INFORMATION SHOWN.
— begin —

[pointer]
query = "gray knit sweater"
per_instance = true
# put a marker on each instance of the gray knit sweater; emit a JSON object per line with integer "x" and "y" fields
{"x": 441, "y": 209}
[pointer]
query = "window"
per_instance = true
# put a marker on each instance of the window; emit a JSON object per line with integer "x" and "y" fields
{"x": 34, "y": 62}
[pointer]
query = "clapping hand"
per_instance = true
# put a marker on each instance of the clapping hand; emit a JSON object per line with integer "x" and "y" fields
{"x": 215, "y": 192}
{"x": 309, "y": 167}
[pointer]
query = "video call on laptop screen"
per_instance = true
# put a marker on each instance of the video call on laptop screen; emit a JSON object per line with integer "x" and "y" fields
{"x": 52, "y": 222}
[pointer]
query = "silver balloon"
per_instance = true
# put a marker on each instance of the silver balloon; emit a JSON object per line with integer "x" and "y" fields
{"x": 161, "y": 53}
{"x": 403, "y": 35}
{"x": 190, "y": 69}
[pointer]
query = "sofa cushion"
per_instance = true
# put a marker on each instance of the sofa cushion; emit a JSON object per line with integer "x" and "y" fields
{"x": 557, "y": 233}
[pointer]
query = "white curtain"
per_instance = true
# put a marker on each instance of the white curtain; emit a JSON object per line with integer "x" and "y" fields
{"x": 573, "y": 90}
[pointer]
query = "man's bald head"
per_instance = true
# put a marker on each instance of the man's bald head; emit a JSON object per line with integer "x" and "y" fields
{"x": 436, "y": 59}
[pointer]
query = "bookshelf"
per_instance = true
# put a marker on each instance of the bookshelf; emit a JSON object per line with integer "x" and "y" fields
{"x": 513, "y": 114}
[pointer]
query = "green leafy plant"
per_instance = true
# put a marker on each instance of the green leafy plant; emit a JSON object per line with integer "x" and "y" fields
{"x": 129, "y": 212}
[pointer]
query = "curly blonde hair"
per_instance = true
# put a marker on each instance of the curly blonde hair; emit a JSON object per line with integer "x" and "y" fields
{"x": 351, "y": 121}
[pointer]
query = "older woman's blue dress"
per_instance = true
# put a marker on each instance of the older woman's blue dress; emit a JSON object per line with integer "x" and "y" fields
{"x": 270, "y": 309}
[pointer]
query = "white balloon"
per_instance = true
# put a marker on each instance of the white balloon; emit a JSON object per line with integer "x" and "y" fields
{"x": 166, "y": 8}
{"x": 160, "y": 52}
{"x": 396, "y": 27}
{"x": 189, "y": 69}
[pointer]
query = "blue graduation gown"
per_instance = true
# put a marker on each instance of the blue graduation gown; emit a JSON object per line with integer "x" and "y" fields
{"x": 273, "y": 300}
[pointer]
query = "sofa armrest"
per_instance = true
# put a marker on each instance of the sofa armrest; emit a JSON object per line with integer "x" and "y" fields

— end —

WHAT TO PRODUCE. Nothing in the data may differ; print all of it exactly as written.

SOLUTION TO THIS PROBLEM.
[pointer]
query = "gray knit sweater"
per_instance = true
# put a marker on each instance of the gray knit sweater; emit a JSON object per line with integer "x" and "y" fields
{"x": 441, "y": 209}
[pointer]
query = "window"
per_instance = true
# put a marker on each instance of the window; emit a JSON object per line with integer "x" and "y" fields
{"x": 34, "y": 62}
[pointer]
query = "clapping hand"
per_instance = true
# put a marker on each instance of the clapping hand; emit a JSON object per line with integer "x" and "y" fields
{"x": 215, "y": 192}
{"x": 309, "y": 167}
[pointer]
query = "video call on laptop screen"
per_instance = true
# put a marker on each instance of the video call on laptop screen; emit a JSON object per line with integer "x" and "y" fields
{"x": 52, "y": 222}
[pointer]
query = "silver balloon"
per_instance = true
# put a marker on each instance of the silver balloon; emit a JSON object per line with integer "x" and "y" fields
{"x": 161, "y": 53}
{"x": 403, "y": 35}
{"x": 190, "y": 69}
[pointer]
query = "sofa cushion"
per_instance = true
# put a marker on each instance of the sofa cushion; emit a JSON object per line with integer "x" and "y" fields
{"x": 557, "y": 233}
[pointer]
query = "white curtain"
per_instance = true
# put a marker on each instance of the white curtain; emit a JSON object per line with integer "x" and "y" fields
{"x": 573, "y": 90}
[pointer]
query = "man's bald head"
per_instance = true
# put a marker on each instance of the man's bald head; emit a JSON object per line with integer "x" and "y" fields
{"x": 436, "y": 59}
[pointer]
query = "bookshelf"
per_instance = true
# put a marker on each instance of the bookshelf; emit a JSON object per line with integer "x" and "y" fields
{"x": 513, "y": 114}
[pointer]
query = "green leafy plant"
per_instance = true
# put a marker on each instance of the green leafy plant; emit a JSON object per line with integer "x" and "y" fields
{"x": 129, "y": 212}
[pointer]
query = "curly blonde hair"
per_instance = true
# put a marker on each instance of the curly blonde hair; emit a JSON object per line with integer "x" and "y" fields
{"x": 351, "y": 121}
[pointer]
query = "older woman's blue dress"
per_instance = true
# put a marker on each instance of the older woman's blue dress; emit a JSON object per line with integer "x" and "y" fields
{"x": 270, "y": 309}
[pointer]
query = "white balloon"
per_instance = true
# put a marker on each instance of the white balloon; emit a JSON object per line with integer "x" and "y" fields
{"x": 166, "y": 8}
{"x": 160, "y": 52}
{"x": 396, "y": 27}
{"x": 189, "y": 69}
[pointer]
query = "blue graduation gown"
per_instance = true
# put a marker on each instance of the blue graduation gown; emit a JSON object per line with integer "x" and "y" fields
{"x": 273, "y": 300}
[pointer]
query = "sofa armrest"
per_instance = true
# put a marker on each instance of the sofa armrest; emit a JSON object per line with integer "x" and "y" fields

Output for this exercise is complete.